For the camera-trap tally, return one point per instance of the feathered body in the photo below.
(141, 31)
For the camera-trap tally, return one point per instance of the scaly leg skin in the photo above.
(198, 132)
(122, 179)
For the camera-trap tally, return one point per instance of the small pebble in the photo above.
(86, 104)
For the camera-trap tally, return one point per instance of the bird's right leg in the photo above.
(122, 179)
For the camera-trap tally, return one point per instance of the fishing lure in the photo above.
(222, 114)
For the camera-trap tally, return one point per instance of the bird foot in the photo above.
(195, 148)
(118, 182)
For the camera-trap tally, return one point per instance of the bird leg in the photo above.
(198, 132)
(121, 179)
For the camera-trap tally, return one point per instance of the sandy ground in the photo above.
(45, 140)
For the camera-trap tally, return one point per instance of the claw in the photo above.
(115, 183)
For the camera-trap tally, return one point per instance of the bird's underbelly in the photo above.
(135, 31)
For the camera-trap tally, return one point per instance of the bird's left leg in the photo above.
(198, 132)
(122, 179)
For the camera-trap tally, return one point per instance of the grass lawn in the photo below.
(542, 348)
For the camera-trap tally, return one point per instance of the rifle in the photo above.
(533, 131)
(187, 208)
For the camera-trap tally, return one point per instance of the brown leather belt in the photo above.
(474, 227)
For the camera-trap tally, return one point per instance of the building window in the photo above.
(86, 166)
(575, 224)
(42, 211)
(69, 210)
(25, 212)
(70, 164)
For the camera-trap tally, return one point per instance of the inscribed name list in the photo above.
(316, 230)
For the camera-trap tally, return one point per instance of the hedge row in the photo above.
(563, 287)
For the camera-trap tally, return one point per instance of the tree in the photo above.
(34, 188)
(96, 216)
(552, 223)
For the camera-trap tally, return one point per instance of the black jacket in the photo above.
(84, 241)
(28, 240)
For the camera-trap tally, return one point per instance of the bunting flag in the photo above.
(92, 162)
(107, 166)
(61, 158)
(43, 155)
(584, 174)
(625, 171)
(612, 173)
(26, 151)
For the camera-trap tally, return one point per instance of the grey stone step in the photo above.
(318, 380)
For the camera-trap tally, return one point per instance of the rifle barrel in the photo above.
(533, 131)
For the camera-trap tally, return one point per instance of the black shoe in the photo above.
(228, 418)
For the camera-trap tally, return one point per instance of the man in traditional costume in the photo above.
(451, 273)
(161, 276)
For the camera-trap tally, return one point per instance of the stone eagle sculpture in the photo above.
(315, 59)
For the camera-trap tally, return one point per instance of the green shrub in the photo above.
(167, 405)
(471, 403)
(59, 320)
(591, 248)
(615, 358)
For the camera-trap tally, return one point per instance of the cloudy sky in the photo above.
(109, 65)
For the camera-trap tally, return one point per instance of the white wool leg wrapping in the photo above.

* **WHAT NEEDS TO BE DONE**:
Transcribe the records above exactly as they appear.

* **RESPONSE**:
For the camera-trap tally, return one point per instance of the feathered body in the photo below.
(141, 31)
For the camera-trap tally, return one point per instance of the scaly leg skin in the photo above.
(198, 132)
(122, 179)
For the camera-trap tally, return one point per instance of the small pebble in the photo above.
(86, 104)
For the camera-trap tally, return one point per instance of the bird's right leg in the photo above.
(122, 179)
For the camera-trap tally, return one point per instance of the fishing lure in the photo above.
(222, 114)
For the camera-trap tally, return one point per instance of the bird foot in the photo above.
(195, 148)
(118, 182)
For the camera-trap tally, return one point per instance of the bird leg in the photo above.
(198, 132)
(121, 179)
For the camera-trap tally, return one point per instance of the sandy ground in the photo above.
(45, 140)
For the camera-trap tally, return one point per instance of the claw in the photo above.
(115, 183)
For the camera-trap tally, return one point per instance of the bird's underbelly in the photo above.
(135, 31)
For the camera-trap tally, return one point per instance of the bird's left leg in the photo above.
(198, 132)
(122, 179)
For the camera-trap tally, return one point per instance of the grass lawn in the photo below.
(542, 348)
For the camera-trap tally, return one point per instance of the rifle in the photo above.
(533, 131)
(187, 208)
For the camera-trap tally, return one point per instance of the brown leather belt in the photo above.
(474, 227)
For the camera-trap tally, return one point per instance of the building window in the photo above.
(86, 166)
(575, 224)
(42, 211)
(69, 210)
(25, 212)
(70, 164)
For the camera-trap tally, return one point per instance of the inscribed name list in the photo above.
(316, 230)
For the camera-trap tally, return one point per instance of the hedge row in the photo above.
(563, 287)
For the camera-trap tally, return one point per instance of the tree in the photo above.
(34, 188)
(96, 216)
(552, 223)
For the camera-trap tally, return one point per instance of the black jacket in the photo above.
(84, 241)
(28, 240)
For the camera-trap tally, return one point per instance of the bunting flag in the photo above.
(92, 162)
(107, 166)
(61, 158)
(43, 155)
(584, 174)
(625, 171)
(612, 173)
(26, 151)
For the camera-trap tally, return one point per instance of the grey stone step in the photo above.
(318, 380)
For the camera-trap tally, return one point per instance of the rifle barrel in the photo above.
(533, 131)
For the camera-trap tally, return one point per instance of the black shoe in the photo above.
(228, 418)
For the camera-trap tally, return one point per instance of the man in traditional costume in the photo above.
(451, 273)
(161, 276)
For the camera-trap tally, return one point per instance of the stone eagle sculpture in the photo above.
(315, 59)
For the camera-trap tally, return one point per instance of the green shrub in the photo above.
(167, 405)
(471, 403)
(59, 320)
(591, 248)
(615, 358)
For the camera-trap tally, return one point per instance of the cloudy sky in the photo above.
(109, 65)
For the camera-trap tally, return one point per instance of the white wool leg wrapping in the photo above.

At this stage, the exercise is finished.